━━━ RECORDS PROVIDED
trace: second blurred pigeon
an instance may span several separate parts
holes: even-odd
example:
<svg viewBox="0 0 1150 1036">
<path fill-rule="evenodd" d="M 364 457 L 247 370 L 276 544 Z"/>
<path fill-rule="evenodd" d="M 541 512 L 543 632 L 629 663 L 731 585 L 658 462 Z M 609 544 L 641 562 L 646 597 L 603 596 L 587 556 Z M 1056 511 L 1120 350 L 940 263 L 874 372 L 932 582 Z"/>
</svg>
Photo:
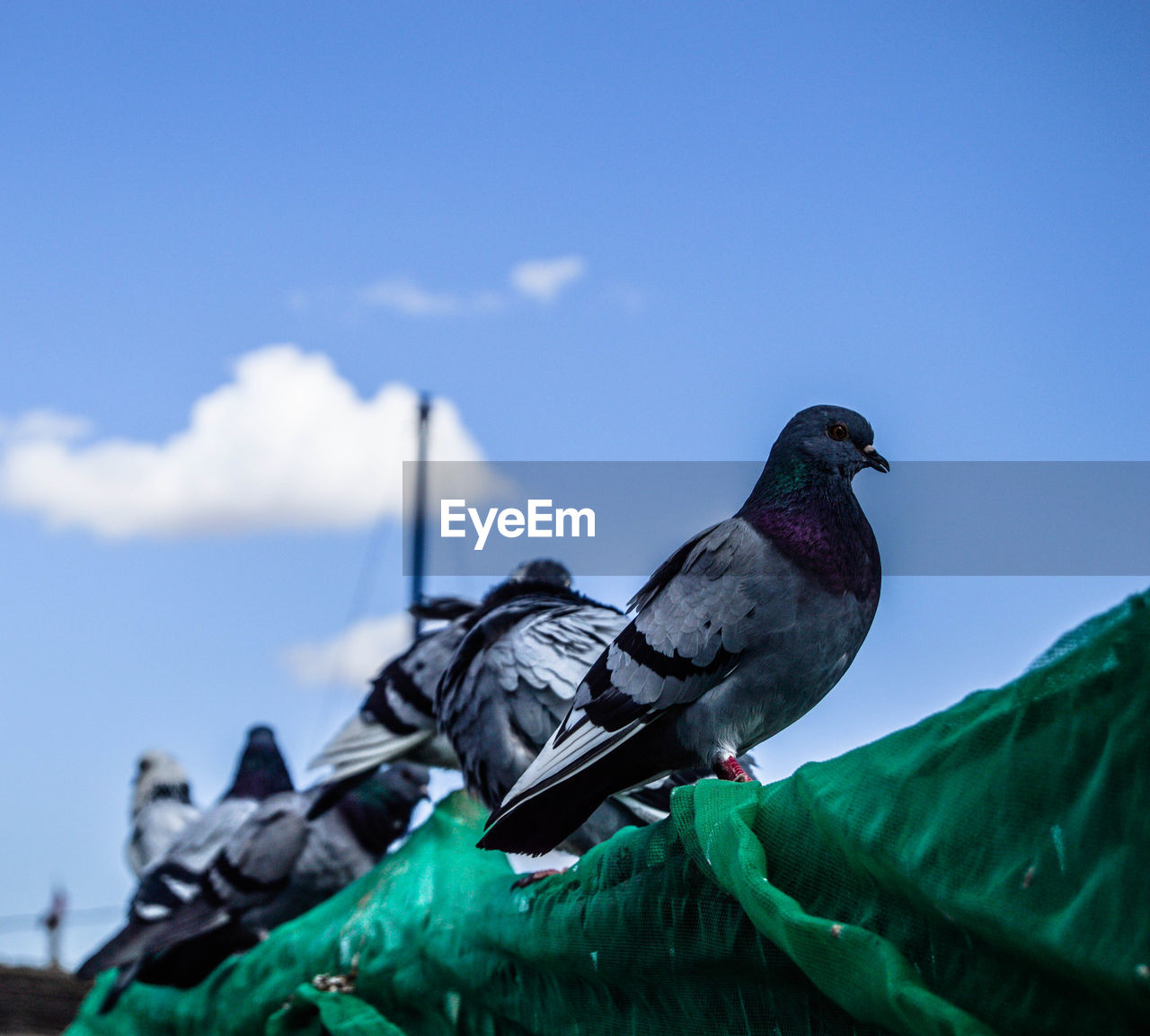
━━━━━━
Render every line of the records above as a numbered list, omitting any blank lines. Leave the pictures out of your answer.

1. trace: second blurred pigeon
2. an instance may span several separate parts
3. holes: even-odd
4. example:
5. <svg viewBox="0 0 1150 1036">
6. <path fill-rule="evenodd" d="M 364 457 L 247 370 L 276 544 Z"/>
7. <path fill-rule="evenodd" d="M 541 512 L 543 632 L 629 663 L 731 585 L 658 462 Z M 609 544 L 641 562 L 646 597 L 603 596 L 587 556 Z M 1056 511 L 1120 350 L 940 263 L 874 372 L 932 582 Z"/>
8. </svg>
9. Photo:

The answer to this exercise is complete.